By Philip B. Rosen, Howard M. Bloom and Robert H. Morsilli
  • February 9, 2018

The National Labor Relations Board has taken another giant step toward repudiating the Obama-era Board’s highly restrictive interpretations of work rules, set forth in Lutheran Heritage-Livonia, 343 NLRB 646 (2004).

In Grill Concepts Services, Inc. v. NLRB, Nos. 16-1238, 1287, at the Board’s request, the U.S. Court of Appeals for the District of Columbia Circuit remanded to the Board for consideration of the legality of several work rules the Board had determined violated the National Labor Relations Act (NLRA). Grill Concepts Services, Inc., 364 NLRB No. 36 (2016). The remand for reconsideration was based on the Board’s December 2017 decision in The Boeing Co., 365 NLRB No. 154.

Under The Boeing Co., the NLRB announced it had rescinded its test for determining the legality of facially neutral work rules (asking whether those rules can be “reasonably construed” by an employee to prohibit the exercise of concerted, protected activity). Instead, the Board will consider whether facially neutral rules, when reasonably interpreted, potentially would interfere with NLRA Section 7 rights to engage in “concerted activities.” The Board will analyze (i) the nature and extent of the potential impact on employees’ NLRA rights, and (ii) the employer’s legitimate justifications for maintaining the rules.

The remand bears close watching because the rules the NLRB will be reconsidering under The Boeing Co. test are similar to those that many employers maintain now or modified or eliminated because of the Obama Board’s crackdown pursuant to the “reasonably construed” standard articulated in Lutheran Heritage-Livonia.

Legality of Rules

The Board will review the legality of the following rules (or portions thereof), various versions of which the Obama Board often found unlawful. (The specific language to be reviewed is shown in italics):

Team Member Relations/Positive Culture

[The Employer] believes that the working conditions, wages, and benefits offered to Team Members are competitive with those offered by other employers in this area and in this industry. If Team Members have concerns about working conditions, wages or benefits, they are encourage[d] to voice these concerns openly, respectfully and directly to their General Managers or if necessary, the Regional/Area Director or with the People Department.

* [Entries]:
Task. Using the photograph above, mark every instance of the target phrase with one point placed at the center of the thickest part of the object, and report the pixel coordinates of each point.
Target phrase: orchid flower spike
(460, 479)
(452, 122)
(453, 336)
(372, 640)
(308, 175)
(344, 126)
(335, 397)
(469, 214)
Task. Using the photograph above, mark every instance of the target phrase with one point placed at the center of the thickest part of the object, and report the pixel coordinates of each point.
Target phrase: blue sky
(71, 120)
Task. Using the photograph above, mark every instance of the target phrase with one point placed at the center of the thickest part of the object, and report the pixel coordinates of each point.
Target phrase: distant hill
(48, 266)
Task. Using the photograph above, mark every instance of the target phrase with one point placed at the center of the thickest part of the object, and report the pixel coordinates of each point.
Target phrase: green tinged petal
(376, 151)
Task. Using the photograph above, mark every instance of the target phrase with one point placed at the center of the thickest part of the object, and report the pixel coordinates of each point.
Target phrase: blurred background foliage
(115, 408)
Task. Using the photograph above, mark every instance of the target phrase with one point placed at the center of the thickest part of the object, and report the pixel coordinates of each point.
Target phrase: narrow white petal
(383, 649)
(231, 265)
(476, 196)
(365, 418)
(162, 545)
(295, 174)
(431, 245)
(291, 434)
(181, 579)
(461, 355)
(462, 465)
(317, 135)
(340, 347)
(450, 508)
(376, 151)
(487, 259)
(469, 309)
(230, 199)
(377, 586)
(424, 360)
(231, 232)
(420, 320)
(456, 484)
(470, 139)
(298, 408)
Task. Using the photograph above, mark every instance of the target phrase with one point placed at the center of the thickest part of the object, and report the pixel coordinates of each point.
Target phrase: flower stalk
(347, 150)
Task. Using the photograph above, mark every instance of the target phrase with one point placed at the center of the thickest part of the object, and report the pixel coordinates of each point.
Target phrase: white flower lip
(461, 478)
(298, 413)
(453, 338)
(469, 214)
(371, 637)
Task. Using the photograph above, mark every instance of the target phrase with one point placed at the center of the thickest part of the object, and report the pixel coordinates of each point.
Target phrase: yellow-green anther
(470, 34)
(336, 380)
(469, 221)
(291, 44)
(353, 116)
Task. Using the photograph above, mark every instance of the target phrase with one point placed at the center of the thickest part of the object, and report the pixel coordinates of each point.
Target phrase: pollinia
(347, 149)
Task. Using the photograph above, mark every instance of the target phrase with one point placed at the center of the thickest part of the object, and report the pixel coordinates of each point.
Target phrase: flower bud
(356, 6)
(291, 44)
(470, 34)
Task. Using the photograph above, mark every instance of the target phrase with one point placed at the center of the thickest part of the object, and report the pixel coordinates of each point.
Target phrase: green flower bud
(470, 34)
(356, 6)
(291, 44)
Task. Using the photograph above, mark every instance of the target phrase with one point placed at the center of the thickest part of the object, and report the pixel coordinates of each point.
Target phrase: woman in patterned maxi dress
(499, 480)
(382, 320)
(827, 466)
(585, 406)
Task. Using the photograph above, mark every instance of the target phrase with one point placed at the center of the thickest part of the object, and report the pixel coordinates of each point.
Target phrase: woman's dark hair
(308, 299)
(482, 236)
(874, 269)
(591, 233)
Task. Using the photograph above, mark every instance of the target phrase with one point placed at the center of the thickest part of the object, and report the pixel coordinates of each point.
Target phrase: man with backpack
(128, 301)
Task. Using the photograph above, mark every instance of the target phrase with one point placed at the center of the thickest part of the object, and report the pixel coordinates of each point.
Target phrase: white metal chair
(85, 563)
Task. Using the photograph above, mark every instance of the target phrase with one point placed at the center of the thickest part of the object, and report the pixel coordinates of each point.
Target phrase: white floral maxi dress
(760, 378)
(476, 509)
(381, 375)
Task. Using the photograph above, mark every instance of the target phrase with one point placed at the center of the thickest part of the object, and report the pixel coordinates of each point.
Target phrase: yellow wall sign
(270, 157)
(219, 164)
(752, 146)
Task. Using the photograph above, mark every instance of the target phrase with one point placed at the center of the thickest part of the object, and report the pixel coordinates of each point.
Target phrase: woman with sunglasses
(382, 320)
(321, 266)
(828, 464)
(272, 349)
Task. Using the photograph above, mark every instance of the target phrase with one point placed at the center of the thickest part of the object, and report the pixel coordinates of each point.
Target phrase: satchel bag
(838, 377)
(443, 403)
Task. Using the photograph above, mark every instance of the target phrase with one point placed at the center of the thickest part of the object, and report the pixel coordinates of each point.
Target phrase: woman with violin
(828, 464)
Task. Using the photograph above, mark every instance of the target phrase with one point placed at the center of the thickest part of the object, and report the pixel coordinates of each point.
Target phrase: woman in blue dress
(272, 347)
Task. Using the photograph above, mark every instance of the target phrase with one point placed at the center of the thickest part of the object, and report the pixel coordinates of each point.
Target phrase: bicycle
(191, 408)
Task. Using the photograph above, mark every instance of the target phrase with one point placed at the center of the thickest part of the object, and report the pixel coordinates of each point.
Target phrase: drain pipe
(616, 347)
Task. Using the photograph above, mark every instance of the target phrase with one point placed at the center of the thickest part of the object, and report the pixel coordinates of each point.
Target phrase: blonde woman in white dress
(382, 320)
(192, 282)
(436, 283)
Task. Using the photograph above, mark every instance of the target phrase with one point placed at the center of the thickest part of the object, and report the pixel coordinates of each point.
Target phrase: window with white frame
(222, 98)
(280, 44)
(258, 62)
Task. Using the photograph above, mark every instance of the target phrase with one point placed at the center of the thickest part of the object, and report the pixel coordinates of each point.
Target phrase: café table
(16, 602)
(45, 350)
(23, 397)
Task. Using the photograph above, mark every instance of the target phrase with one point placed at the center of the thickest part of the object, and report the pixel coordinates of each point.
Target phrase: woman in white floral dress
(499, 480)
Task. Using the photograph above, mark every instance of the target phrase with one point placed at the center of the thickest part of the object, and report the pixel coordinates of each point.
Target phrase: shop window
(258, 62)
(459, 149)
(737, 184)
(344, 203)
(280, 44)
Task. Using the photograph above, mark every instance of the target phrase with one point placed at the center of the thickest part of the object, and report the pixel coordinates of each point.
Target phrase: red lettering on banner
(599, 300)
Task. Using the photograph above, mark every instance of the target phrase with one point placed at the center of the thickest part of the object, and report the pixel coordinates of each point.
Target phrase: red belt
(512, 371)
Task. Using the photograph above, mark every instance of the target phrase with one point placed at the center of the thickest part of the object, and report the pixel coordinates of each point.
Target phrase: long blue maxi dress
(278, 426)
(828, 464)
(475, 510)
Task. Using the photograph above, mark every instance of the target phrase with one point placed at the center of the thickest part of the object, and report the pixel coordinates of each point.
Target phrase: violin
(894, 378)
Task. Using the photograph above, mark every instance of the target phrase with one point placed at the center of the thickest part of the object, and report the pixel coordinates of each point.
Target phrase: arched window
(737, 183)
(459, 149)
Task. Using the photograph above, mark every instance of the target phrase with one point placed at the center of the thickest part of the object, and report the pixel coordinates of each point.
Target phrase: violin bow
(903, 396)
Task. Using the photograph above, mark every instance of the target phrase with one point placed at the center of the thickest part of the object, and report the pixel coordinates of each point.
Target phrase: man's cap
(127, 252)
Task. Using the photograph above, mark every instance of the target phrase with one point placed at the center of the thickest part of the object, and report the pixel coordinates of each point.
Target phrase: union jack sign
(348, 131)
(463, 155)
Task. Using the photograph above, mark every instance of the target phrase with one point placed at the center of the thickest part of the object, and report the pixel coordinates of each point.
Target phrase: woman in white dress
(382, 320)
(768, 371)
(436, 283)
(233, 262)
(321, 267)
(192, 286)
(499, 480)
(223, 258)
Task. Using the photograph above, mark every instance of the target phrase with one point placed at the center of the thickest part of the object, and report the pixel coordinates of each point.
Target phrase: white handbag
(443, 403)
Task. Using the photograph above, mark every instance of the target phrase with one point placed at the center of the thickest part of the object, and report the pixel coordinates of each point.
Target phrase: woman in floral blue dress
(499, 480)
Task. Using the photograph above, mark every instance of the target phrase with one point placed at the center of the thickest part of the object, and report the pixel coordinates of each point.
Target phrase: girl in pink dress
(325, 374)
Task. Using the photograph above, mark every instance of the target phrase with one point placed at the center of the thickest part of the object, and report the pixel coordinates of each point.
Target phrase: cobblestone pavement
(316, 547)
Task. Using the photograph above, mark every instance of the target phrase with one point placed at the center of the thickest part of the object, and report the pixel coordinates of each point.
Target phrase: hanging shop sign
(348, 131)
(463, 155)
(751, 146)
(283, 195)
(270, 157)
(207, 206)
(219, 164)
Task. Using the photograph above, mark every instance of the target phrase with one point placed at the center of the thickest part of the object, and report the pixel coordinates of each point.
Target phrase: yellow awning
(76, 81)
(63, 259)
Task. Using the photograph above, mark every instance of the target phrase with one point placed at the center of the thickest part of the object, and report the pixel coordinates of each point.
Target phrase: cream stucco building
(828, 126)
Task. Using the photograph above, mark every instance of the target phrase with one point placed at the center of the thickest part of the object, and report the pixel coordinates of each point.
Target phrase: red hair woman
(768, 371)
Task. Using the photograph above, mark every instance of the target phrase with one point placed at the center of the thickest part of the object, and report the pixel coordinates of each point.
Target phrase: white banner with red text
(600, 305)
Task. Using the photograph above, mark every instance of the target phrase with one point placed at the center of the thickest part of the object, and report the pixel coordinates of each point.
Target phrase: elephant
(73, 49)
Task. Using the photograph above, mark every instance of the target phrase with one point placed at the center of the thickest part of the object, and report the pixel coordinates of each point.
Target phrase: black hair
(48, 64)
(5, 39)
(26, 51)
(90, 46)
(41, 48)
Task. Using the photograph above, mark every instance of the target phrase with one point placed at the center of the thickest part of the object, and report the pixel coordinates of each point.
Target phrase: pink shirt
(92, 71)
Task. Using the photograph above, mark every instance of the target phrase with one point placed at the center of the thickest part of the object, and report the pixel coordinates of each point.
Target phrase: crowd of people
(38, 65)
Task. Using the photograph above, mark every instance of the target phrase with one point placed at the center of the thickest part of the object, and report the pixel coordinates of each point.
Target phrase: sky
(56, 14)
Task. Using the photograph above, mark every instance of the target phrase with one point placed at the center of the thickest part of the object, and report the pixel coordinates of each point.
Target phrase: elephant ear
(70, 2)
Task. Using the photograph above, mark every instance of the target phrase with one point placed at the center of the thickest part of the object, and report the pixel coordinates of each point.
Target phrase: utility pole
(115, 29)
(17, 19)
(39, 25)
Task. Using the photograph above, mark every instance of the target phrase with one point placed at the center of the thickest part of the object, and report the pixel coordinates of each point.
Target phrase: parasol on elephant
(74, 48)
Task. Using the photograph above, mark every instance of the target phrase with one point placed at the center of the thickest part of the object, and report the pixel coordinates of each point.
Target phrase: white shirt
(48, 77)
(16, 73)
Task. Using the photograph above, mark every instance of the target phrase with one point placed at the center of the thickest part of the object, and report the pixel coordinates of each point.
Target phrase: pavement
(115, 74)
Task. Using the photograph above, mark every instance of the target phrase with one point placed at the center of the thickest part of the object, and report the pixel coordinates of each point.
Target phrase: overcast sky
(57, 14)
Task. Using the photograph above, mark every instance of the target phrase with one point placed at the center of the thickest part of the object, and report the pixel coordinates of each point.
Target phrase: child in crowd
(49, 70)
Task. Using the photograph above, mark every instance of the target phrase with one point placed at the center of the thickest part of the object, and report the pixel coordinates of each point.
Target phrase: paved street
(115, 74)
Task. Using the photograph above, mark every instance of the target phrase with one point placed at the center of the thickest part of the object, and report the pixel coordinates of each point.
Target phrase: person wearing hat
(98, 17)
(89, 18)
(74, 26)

* [Exercise directions]:
Write the next part of the article above on the NLRB's reconsideration of employer work rules, starting after its last sentence.

* [Result below]:
The Timekeeping Rule

Please DO NOT loiter on restaurant property when not working. While off the clock and waiting to punch in, Team Members should not be in the restaurant earlier than 15 minutes prior to their scheduled starting time nor should they remain more than 15 minutes after they clock out.


Team Member Conduct While Representing the Restaurant

Team Members must refrain from any negative behaviors (as listed in this manual) off the property while representing the Restaurant. The Restaurant reserves the right to counsel any Team Member who jeopardizes the welfare and/or reputations of the Restaurant up to and including termination of employment.


Online Communications

***

2. Accurate Information…. Team Members and other company representatives may not knowingly communication information that is untrue or deceptive.

***

4. Protection of Confidential and Proprietary Information…. Team members and other company representatives must maintain the confidentiality of information [Employer] considered confidential, including the company data, Guest data, partner and/or supplier data, personal Team Member data, and any information not generally available to the public.


Progressive Discipline: Gross Misconduct

A Team Member may be terminated for cause without prior warning for committing any conduct issues as listed as Gross Misconduct. Gross Misconduct issues include … failure to participate in or intentional falsification of a statement during a formal company investigation; … unauthorized disclosure of confidential or privileged information concerning company or Team Members.

The Court of Appeals also remanded the Board’s finding that a provision in the employer’s Dispute Resolution Arbitration Agreement subjecting “employment-related disputes” to arbitration violated Section 8(a)(1) because it could be reasonably construed to require arbitration of unfair labor practice charges.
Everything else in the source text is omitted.